Arkan

Interview date

11 Novembre 2011

Interviewer

Didier et PhilippeC

I N T E R V I E W

Interview Sarah et Foued(en face à face)


Bonjour à vous, et merci d'accorder au webzine Aux Portes Du Metal cet entretien.

Foued et Sarah : Merci à vous

Tout d'abord, pouvez-vous nous éclairer sur les origines d'Arkan ?

Foued : Arkan est un groupe que j'ai fondé lorsque j'étais dans The Old Dead Tree et j'avais le sentiment que la scène metal ne représentait pas suffisamment le coté multi culturel que l'on a en France, pourtant il y a beaucoup de personnes d'origine maghrébine qui écoutent du metal. Orphaned Land qui est un groupe que l'on écoute depuis toujours, a ouvert la porte entre la musique orientale et le metal, donc j'ai voulu tester ça et j’ai réuni plusieurs personnes que j'avais autour de moi, puis nous avons créé une première démo "Burning Flesh". A l'issue de "Burning Flesh", nous avons inclus Sarah, qui est d’origine algérienne, parce que nous voulions développer encore plus le côté oriental de notre musique. Avec "Hilal", la transition s'est faite si naturellement que pour "Salam", nous avons laissé encore plus de place à Sarah.

Quels sont les centres d'intérêt des membres du groupe, les influences, les groupes écoutés ?

Foued : Moi je suis un vieux du metal je ne sais pas ce qu'il se fait aujourd’hui mais j'ai commencé avec Iron Maiden puis j'ai suivi une certaine hiérarchie pour finir par Burzum. Par moment, j'étais complètement barge (rires). J'ai participé en tant que batteur à beaucoup de groupes très extrêmes, j'ai essayé d’ouvrir mon champ à la musique la plus diverse possible, mais dans Arkan nous avons voulu nous cantonner à un style qui soit proche du Néo, une musique relativement moderne et malgré tout assez puissante avec des élans de death car le Death Metal à l'avantage d’être un style avec lequel on peut tout marier. Enfin cela n'a pas trop grand-chose à voir avec ce que j'écoutais hier soir, c'était du George Brassens (rires).

Sarah : Moi hier soir j'étais avec du Franck Sinatra dans mes oreilles. Au niveau de mes influences avant Arkan, je faisais partie d’un groupe de thrash, mais je suis un peu comme Foued, j’ai travaillé avec différents groupes et c’est vrai que dans Arkan je retrouve cette réelle envie de chanter, d'utiliser ma culture algérienne pour retranscrire des choses, des sentiments... voilà quoi. Au final, nous sommes tous très ouverts dans le groupe et nous écoutons beaucoup de choses différentes.

Arkan a sorti un EP, "Burning Flesh" (2006), puis deux albums, "Hilal" (2008) et "Salam" (2011). Comment juges-tu l'évolution du groupe, de sa musique depuis ses débuts ?

--- Consigne écrite A ---
Listez chacune des lignes des enregistrements ci-dessous qui contiennent le mot « wall ».

Lignes de données:

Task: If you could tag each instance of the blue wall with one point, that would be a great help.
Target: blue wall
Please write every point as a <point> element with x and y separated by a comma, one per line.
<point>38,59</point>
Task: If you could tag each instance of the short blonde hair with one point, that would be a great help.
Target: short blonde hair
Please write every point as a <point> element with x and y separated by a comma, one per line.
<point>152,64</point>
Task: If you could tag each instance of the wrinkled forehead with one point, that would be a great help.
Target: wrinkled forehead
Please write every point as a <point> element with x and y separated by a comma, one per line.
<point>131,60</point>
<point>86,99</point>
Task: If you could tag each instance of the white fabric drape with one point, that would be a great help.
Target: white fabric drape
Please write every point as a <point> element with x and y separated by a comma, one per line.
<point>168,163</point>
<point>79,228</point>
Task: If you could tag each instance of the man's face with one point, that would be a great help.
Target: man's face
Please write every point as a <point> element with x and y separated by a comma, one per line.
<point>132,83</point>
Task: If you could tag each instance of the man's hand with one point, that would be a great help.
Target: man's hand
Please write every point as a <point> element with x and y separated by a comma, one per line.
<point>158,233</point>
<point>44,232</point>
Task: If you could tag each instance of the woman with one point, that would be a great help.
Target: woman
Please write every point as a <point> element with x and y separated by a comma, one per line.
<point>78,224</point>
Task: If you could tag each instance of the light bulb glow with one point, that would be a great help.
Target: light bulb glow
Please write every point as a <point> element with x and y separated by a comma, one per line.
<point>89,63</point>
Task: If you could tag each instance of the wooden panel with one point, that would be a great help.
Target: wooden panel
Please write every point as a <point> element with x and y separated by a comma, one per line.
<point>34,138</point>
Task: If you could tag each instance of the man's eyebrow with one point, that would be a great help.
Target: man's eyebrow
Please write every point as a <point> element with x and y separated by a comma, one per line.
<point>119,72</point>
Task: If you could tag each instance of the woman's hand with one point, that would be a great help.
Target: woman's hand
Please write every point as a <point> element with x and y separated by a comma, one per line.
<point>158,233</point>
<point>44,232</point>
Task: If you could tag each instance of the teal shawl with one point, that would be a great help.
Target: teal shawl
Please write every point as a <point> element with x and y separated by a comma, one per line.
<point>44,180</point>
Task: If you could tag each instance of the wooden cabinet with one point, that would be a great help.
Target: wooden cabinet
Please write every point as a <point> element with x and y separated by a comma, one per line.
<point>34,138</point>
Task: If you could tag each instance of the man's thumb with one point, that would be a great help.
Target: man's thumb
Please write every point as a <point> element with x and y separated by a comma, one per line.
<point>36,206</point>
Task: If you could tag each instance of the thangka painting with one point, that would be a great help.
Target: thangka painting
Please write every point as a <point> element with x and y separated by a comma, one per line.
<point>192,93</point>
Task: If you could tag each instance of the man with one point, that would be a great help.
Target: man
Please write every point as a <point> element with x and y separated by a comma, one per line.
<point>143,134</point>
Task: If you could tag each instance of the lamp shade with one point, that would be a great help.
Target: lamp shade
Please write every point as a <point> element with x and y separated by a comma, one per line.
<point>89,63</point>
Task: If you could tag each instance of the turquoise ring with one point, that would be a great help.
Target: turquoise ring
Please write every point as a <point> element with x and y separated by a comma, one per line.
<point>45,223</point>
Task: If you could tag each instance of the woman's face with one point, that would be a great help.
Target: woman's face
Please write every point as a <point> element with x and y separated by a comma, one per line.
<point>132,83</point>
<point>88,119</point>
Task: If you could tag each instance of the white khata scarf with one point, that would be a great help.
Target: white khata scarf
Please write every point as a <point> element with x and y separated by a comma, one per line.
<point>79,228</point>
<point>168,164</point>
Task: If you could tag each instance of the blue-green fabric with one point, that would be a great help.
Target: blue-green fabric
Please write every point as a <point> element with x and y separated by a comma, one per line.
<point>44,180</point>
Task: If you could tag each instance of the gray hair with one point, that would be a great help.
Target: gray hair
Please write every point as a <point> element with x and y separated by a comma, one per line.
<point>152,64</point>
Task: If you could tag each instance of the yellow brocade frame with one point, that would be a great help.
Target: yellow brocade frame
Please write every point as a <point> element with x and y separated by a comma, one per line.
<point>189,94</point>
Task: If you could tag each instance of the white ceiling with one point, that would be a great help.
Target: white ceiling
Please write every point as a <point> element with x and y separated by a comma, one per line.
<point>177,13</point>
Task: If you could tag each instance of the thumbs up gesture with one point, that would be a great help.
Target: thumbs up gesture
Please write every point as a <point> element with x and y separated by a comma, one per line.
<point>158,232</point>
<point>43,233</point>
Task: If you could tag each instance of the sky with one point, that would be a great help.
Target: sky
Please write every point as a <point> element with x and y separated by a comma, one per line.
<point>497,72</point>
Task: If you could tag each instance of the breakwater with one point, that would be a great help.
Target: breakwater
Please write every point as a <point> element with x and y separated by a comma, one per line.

--- Consigne écrite B ---
Reprenez tel quel le passage de l'entretien avec Arkan qui va de « Quels sont les » jusqu'à « George Brassens (rires). ».

--- Résultat A ---
Task: If you could tag each instance of the blue wall with one point, that would be a great help.
Target: blue wall

--- Résultat B ---
Quels sont les centres d'intérêt des membres du groupe, les influences, les groupes écoutés ?

Foued : Moi je suis un vieux du metal je ne sais pas ce qu'il se fait aujourd’hui mais j'ai commencé avec Iron Maiden puis j'ai suivi une certaine hiérarchie pour finir par Burzum. Par moment, j'étais complètement barge (rires). J'ai participé en tant que batteur à beaucoup de groupes très extrêmes, j'ai essayé d’ouvrir mon champ à la musique la plus diverse possible, mais dans Arkan nous avons voulu nous cantonner à un style qui soit proche du Néo, une musique relativement moderne et malgré tout assez puissante avec des élans de death car le Death Metal à l'avantage d’être un style avec lequel on peut tout marier. Enfin cela n'a pas trop grand-chose à voir avec ce que j'écoutais hier soir, c'était du George Brassens (rires).